● **WORK TO COMPLETE**
Count the lines in the entries below that contain the string "bounding", treating uppercase and lowercase as different. Reply with the number only.
========
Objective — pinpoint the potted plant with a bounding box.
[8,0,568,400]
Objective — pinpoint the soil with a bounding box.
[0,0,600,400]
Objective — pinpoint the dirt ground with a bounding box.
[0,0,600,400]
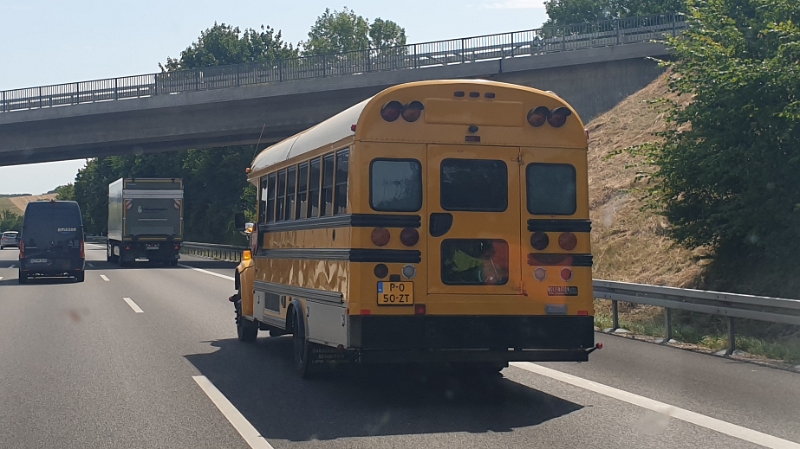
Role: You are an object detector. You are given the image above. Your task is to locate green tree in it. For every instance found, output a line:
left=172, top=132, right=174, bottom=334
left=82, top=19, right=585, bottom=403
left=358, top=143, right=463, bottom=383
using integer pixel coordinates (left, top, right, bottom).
left=302, top=7, right=406, bottom=55
left=162, top=23, right=297, bottom=71
left=0, top=210, right=22, bottom=232
left=55, top=183, right=75, bottom=201
left=633, top=0, right=800, bottom=256
left=544, top=0, right=686, bottom=26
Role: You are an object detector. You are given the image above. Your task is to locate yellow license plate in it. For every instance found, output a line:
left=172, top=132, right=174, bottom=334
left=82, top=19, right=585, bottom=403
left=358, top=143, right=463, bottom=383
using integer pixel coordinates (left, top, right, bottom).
left=378, top=282, right=414, bottom=306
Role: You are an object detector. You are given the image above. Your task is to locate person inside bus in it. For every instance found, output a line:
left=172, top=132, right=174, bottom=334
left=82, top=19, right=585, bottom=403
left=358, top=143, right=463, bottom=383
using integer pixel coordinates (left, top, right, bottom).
left=448, top=240, right=508, bottom=285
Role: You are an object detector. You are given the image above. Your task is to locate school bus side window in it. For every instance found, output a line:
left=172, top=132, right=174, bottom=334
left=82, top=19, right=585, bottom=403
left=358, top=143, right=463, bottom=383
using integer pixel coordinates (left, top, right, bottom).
left=285, top=167, right=297, bottom=220
left=267, top=173, right=277, bottom=223
left=258, top=176, right=269, bottom=223
left=275, top=169, right=286, bottom=221
left=333, top=150, right=350, bottom=214
left=525, top=164, right=577, bottom=215
left=320, top=154, right=334, bottom=216
left=297, top=162, right=308, bottom=220
left=308, top=158, right=320, bottom=218
left=369, top=159, right=422, bottom=212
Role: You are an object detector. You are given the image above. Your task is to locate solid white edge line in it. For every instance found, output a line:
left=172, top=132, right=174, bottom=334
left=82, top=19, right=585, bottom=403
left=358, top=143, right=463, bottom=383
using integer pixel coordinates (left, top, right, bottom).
left=511, top=362, right=800, bottom=449
left=122, top=298, right=144, bottom=313
left=178, top=263, right=233, bottom=281
left=192, top=376, right=273, bottom=449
========
● **RESPONSE TO THE TASK**
3